Assignment: Copy exactly the lines that run from the one containing "the tree in" through the end of the entries, both ends included.

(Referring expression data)

+++

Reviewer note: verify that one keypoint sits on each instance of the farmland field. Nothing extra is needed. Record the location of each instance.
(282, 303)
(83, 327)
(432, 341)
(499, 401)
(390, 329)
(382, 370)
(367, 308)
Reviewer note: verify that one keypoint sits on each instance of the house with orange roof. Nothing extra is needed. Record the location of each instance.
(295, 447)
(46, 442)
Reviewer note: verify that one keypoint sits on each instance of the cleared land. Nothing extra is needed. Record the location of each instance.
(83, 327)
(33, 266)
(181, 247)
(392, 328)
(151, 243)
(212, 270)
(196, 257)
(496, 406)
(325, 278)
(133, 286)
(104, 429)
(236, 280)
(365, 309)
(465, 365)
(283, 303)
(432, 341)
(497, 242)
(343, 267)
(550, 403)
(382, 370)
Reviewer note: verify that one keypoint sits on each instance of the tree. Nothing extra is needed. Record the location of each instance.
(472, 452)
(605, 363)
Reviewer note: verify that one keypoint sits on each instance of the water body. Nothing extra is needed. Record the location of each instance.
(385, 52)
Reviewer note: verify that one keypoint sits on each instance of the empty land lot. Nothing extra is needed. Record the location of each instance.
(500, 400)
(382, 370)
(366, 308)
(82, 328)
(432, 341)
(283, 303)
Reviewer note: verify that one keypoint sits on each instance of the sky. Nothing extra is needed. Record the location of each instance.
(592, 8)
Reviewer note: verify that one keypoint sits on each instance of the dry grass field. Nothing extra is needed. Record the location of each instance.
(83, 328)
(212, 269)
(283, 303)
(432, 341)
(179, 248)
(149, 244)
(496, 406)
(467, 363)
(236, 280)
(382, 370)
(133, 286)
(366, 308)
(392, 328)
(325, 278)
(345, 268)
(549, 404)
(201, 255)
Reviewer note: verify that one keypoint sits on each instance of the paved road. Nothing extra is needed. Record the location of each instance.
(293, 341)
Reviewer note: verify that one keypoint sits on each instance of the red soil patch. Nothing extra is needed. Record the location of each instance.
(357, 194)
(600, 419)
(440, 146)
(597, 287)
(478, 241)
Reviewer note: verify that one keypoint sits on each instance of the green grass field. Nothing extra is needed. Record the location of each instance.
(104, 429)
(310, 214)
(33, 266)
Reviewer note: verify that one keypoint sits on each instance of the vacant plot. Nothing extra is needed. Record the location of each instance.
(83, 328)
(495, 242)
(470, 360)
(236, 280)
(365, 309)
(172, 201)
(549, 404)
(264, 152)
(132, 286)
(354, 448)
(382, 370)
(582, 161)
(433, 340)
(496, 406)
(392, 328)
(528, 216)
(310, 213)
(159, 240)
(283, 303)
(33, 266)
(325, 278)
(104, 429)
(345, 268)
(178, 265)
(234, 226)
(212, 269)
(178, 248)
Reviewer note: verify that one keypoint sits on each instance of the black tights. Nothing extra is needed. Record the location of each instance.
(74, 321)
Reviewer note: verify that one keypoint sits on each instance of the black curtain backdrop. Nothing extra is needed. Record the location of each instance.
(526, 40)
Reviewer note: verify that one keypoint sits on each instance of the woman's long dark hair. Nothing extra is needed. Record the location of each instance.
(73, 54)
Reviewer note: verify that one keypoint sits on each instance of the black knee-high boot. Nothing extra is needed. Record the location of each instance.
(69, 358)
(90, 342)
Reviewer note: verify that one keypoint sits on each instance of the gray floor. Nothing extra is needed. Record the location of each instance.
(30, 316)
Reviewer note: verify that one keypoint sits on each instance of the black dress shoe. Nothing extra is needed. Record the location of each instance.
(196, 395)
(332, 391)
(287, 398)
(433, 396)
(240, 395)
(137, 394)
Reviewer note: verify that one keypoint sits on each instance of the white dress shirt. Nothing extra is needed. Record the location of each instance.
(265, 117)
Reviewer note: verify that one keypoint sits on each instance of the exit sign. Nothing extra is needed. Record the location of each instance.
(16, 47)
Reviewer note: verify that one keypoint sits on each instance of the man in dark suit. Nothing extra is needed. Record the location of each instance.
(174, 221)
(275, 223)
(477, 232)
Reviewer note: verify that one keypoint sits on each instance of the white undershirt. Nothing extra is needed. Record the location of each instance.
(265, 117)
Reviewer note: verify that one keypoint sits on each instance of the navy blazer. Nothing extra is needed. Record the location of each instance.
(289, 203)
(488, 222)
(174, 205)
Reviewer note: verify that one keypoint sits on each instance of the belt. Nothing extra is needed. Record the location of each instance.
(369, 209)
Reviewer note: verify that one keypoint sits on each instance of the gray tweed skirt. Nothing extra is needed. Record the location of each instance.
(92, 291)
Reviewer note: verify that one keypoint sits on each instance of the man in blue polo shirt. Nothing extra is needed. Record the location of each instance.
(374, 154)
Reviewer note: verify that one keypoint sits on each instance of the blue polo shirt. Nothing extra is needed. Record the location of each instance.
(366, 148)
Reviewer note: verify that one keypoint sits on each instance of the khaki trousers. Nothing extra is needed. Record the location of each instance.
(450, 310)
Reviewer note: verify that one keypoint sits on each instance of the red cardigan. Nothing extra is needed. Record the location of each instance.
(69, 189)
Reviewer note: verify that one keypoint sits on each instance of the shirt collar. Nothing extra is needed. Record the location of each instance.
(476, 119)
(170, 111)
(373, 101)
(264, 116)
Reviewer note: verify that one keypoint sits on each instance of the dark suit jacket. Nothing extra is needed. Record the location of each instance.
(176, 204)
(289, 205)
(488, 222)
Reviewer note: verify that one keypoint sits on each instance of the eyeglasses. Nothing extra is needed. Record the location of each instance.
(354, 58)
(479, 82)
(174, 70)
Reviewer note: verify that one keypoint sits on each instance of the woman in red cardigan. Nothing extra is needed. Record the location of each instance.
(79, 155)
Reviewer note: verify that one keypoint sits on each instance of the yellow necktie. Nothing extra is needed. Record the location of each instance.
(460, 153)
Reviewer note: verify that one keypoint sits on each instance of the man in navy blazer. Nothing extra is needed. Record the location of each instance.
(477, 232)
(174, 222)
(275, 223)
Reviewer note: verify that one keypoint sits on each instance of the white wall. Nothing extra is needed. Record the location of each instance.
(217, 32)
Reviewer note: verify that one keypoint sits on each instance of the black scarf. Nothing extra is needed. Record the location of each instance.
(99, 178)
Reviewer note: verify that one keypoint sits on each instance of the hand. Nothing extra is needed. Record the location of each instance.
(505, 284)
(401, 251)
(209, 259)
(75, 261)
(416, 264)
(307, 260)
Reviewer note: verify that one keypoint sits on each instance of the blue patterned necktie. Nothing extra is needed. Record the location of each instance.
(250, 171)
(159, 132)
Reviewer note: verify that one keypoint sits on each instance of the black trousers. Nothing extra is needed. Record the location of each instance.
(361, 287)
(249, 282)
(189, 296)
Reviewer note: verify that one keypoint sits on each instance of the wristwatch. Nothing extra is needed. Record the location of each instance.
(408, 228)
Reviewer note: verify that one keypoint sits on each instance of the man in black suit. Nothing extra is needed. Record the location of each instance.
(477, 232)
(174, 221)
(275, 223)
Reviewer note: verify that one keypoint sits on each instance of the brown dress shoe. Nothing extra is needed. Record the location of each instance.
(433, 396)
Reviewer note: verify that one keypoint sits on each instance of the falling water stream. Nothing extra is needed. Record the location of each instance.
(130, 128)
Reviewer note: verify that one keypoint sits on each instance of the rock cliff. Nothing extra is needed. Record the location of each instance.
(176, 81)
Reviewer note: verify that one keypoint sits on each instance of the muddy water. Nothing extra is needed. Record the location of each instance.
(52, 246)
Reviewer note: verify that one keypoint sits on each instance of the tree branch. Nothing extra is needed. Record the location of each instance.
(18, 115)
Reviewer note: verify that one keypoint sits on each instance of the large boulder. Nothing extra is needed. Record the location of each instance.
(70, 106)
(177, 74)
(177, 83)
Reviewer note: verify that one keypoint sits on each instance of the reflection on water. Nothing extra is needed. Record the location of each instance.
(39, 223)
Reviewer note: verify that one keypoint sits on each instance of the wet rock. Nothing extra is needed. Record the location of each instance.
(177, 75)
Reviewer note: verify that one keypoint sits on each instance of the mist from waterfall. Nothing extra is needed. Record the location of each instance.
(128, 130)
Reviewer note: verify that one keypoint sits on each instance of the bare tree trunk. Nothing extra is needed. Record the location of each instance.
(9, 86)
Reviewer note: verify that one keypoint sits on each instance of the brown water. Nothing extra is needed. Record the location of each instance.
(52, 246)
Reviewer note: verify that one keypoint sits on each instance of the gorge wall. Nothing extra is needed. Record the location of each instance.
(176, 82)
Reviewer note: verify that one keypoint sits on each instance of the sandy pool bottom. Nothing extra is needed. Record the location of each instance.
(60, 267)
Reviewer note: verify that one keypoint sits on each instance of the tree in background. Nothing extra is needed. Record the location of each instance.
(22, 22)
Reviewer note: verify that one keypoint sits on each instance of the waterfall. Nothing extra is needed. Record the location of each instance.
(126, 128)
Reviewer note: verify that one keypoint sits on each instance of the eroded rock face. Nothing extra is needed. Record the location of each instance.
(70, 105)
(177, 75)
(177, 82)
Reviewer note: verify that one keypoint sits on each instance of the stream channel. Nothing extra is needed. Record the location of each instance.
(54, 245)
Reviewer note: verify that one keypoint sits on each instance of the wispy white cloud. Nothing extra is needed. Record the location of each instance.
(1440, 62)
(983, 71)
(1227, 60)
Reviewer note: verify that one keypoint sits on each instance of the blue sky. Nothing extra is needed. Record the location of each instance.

+++

Written solution:
Reviewer note: verify that one keypoint sits on each instance of the tree in background. Nothing extra is needed. Record the location of each instance.
(22, 22)
Reviewer note: verify that one keypoint sits on each instance of the waterfall. Nothing extra is needed. Record the location of each instance.
(126, 128)
Reviewer note: verify that one keypoint sits on each instance of the eroded rock face. Nothing extra is needed. Record the location of each instance.
(70, 105)
(177, 75)
(177, 82)
Reviewer note: verify that one keypoint sits on each instance of the stream channel. Nothing extra is needed. Record the location of each instance.
(54, 245)
Reviewer note: verify that one keypoint sits on each instance of the wispy white cloud. Nothing extra is needed. Record the location of each instance.
(1440, 62)
(983, 71)
(1227, 60)
Reviewer note: verify that one keypoint sits on each instance of the blue sky. Nothing extra is needed. Record the location of each instance.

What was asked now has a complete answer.